- [Exercise brief]
Copy the items below without changes, from the line with "Expected: one point per instance of the chicken, each" through the final line of the items.

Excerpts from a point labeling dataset
•••••

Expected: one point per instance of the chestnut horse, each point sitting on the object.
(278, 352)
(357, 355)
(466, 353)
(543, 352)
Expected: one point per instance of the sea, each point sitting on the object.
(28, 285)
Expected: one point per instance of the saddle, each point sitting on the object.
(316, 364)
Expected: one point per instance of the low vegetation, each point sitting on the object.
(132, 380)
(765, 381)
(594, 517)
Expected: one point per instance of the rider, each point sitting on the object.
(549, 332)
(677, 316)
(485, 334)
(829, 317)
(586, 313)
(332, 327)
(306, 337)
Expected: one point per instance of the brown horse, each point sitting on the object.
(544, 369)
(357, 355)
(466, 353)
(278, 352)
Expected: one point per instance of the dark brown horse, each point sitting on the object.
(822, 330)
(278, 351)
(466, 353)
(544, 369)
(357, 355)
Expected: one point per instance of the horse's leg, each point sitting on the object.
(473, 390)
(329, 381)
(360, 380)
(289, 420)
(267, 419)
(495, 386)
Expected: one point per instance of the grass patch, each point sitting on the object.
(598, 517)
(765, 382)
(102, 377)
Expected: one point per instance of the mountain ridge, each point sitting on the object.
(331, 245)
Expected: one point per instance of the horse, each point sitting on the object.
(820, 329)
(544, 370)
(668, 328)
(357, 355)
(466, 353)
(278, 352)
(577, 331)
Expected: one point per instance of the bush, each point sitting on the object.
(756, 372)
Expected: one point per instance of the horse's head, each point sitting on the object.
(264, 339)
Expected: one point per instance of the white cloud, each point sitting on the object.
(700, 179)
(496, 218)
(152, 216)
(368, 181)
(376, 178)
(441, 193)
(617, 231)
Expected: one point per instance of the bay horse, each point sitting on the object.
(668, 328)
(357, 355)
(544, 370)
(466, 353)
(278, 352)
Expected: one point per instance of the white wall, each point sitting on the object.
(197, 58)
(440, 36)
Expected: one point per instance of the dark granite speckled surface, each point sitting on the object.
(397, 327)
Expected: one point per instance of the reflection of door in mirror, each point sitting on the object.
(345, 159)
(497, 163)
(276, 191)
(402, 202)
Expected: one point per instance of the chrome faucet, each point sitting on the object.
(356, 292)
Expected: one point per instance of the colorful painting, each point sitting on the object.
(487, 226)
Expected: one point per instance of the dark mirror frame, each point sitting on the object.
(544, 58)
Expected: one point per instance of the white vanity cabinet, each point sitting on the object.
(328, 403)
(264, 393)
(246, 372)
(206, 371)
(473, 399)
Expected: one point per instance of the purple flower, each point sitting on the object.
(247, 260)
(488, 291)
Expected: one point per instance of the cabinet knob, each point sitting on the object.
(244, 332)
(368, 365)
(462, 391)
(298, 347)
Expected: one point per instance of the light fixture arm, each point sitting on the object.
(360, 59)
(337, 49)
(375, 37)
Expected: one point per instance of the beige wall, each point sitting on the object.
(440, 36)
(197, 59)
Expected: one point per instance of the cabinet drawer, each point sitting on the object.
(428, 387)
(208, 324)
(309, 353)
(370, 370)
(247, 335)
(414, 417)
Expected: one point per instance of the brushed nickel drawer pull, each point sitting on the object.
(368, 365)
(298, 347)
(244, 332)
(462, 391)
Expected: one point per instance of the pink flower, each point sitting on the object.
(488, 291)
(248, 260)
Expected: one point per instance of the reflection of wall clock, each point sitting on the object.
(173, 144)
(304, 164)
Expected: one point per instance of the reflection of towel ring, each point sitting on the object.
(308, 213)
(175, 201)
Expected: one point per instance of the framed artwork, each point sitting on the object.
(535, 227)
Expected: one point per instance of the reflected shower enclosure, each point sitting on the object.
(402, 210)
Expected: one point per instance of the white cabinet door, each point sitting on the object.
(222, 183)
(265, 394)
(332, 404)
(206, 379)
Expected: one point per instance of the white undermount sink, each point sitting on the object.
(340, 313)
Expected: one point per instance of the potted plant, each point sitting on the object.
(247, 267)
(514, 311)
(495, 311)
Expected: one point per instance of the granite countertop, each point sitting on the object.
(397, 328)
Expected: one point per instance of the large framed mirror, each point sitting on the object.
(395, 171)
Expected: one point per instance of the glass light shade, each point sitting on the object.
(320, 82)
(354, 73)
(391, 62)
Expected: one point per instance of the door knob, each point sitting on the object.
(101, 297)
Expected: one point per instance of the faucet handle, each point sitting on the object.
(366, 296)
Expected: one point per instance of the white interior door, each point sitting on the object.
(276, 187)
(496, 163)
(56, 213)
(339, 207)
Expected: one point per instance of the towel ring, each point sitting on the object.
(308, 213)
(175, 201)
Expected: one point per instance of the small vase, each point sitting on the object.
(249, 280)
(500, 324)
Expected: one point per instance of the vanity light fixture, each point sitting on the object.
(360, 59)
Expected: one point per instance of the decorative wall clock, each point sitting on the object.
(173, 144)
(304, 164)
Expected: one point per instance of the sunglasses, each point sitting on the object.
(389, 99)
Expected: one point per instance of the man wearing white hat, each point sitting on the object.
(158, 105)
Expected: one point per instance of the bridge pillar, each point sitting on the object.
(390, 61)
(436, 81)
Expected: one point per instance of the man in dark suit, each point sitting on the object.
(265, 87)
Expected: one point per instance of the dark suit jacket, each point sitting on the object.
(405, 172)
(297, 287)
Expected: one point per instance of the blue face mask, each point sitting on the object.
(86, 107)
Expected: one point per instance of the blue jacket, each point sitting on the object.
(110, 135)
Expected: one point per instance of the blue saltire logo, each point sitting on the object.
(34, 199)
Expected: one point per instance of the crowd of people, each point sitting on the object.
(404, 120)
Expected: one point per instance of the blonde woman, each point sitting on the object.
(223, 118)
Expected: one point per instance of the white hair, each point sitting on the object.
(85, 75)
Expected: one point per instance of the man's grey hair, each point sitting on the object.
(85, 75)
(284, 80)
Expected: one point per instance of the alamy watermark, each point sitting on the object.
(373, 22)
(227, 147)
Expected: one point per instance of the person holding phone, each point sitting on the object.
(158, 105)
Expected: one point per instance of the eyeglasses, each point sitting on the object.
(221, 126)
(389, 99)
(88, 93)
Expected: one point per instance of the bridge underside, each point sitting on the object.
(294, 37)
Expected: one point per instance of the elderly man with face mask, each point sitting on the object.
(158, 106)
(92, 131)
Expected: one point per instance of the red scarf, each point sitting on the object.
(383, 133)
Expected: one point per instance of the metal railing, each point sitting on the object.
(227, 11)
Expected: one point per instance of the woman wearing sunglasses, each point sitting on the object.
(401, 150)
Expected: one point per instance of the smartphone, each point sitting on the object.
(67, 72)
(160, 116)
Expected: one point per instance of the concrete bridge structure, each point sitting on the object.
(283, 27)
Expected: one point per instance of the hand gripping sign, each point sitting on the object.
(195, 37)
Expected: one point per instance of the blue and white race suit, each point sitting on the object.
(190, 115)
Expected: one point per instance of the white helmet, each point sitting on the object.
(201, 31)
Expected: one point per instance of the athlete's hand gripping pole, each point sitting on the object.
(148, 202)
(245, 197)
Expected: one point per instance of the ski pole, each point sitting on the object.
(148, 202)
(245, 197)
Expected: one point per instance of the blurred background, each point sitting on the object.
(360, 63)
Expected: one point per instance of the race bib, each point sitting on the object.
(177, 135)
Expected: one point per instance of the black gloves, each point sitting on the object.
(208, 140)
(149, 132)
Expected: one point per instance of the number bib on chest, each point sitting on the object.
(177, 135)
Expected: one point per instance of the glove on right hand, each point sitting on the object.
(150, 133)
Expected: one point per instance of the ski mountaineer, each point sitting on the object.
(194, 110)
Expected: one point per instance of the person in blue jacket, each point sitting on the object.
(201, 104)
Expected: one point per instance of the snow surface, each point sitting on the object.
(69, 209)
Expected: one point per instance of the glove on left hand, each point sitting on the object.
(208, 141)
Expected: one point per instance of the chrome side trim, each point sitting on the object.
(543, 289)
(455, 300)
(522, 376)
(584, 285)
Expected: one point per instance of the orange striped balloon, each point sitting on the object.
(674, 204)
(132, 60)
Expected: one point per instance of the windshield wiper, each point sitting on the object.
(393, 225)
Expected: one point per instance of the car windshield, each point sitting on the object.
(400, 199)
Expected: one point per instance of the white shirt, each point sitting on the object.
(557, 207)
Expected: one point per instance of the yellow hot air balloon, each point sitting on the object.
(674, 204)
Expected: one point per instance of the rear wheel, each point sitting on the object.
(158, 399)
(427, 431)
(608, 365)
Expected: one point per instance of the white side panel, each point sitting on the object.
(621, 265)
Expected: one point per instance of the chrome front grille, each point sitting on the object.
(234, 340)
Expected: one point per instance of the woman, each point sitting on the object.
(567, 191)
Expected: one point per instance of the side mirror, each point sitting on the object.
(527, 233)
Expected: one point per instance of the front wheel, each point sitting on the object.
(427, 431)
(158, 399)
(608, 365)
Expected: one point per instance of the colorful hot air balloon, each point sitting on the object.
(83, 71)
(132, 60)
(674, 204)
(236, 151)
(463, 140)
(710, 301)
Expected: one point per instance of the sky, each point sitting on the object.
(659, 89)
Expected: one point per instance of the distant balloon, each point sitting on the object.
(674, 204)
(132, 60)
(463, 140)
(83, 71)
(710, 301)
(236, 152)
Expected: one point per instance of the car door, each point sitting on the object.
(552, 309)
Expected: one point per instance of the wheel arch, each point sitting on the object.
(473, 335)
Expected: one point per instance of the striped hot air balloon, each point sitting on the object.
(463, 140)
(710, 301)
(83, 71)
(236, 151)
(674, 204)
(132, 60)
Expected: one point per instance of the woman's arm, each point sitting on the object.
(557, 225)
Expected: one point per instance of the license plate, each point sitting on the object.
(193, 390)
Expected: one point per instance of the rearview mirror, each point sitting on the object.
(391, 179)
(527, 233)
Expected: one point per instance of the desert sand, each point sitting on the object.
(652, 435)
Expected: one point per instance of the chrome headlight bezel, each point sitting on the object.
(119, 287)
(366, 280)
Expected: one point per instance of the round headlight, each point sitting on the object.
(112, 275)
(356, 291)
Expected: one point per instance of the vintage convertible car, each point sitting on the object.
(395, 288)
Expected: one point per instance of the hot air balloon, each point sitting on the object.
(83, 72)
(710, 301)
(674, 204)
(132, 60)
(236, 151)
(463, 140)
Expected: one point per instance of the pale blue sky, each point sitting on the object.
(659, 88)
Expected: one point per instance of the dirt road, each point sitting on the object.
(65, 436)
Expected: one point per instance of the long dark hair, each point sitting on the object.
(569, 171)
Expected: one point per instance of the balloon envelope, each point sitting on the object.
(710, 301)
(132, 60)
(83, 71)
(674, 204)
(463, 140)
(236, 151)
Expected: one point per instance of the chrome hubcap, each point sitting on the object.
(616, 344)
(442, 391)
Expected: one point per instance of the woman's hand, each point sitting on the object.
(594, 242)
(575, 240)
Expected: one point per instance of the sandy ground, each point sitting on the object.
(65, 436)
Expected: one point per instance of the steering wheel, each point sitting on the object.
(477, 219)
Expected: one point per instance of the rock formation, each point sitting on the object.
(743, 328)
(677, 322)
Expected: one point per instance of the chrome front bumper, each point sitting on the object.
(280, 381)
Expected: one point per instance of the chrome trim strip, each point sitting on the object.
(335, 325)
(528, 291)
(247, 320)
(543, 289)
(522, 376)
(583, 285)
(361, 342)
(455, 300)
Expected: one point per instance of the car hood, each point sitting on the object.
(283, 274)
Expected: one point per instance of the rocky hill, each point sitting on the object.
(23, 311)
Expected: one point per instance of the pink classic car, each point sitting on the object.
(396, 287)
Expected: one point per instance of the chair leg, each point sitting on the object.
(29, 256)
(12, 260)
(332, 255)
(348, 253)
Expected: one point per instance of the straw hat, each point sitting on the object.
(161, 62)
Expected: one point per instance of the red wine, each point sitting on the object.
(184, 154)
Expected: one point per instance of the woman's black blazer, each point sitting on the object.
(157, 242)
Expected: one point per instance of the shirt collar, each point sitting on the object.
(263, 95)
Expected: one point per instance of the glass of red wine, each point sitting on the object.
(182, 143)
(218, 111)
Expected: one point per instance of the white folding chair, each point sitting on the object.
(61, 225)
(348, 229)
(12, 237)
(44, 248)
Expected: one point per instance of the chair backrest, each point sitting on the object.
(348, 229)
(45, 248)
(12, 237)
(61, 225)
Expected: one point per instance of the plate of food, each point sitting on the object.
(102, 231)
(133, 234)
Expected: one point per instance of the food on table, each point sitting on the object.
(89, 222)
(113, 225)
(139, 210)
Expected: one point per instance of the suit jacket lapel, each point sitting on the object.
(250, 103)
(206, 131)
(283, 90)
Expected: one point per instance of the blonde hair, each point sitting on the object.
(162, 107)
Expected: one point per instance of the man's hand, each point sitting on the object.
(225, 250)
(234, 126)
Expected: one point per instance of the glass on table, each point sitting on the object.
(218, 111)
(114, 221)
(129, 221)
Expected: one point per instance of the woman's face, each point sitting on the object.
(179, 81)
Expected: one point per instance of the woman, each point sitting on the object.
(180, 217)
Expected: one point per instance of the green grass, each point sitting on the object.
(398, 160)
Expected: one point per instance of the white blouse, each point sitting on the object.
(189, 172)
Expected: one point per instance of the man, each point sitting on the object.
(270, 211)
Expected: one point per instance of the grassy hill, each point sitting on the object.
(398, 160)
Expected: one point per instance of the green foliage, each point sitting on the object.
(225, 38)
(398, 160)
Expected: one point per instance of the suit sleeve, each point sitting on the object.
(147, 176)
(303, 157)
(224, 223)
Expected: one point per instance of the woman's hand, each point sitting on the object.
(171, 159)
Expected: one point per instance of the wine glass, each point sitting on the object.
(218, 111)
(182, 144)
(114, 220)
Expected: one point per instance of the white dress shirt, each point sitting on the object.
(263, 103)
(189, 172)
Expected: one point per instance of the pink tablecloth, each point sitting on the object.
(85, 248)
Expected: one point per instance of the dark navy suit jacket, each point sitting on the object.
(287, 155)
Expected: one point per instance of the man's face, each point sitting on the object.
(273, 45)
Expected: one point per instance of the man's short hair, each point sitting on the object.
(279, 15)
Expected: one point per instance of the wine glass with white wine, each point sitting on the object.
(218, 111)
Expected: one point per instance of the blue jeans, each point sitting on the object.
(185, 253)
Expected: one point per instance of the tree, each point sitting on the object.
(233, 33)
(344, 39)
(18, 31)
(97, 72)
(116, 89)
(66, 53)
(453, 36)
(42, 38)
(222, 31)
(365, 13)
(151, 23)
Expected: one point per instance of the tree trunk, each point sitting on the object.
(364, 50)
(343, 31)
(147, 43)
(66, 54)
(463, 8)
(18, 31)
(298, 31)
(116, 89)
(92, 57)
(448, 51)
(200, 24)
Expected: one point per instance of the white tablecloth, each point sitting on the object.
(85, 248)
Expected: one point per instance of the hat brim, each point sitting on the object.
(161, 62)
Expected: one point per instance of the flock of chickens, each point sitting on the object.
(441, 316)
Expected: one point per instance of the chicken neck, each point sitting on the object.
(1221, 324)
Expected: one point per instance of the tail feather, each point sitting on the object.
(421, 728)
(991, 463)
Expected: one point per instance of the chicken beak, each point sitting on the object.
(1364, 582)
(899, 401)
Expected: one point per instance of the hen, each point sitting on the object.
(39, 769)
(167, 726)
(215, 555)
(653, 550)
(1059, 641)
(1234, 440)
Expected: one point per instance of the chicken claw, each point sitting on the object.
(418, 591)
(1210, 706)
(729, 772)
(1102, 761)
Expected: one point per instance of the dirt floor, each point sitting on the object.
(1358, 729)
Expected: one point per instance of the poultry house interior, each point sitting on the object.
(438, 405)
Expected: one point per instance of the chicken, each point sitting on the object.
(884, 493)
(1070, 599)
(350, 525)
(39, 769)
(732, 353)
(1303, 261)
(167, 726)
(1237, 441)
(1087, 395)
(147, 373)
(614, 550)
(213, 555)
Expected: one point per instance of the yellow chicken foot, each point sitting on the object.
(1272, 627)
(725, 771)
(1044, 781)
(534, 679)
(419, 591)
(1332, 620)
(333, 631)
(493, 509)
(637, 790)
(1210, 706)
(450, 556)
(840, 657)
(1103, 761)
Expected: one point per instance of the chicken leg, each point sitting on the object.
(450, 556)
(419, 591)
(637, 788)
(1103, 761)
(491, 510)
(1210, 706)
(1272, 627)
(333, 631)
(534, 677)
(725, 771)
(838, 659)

•••••

- [Result for this task]
Expected: one point per instance of the chicken, each point sitting on the object.
(884, 493)
(1070, 599)
(350, 525)
(39, 769)
(732, 353)
(1303, 261)
(167, 726)
(1237, 441)
(1087, 395)
(147, 373)
(614, 550)
(213, 555)
Expected: one point per instance of the yellow chicken foot, each point sitting on the object.
(1272, 627)
(725, 771)
(1044, 781)
(534, 679)
(419, 591)
(1332, 620)
(333, 631)
(493, 509)
(637, 790)
(1210, 706)
(450, 556)
(840, 657)
(1103, 761)
Expected: one point per instance of the chicken leg, each point sitting on the object.
(450, 556)
(419, 591)
(637, 788)
(1103, 761)
(491, 510)
(1210, 706)
(1272, 627)
(333, 631)
(534, 677)
(725, 771)
(838, 659)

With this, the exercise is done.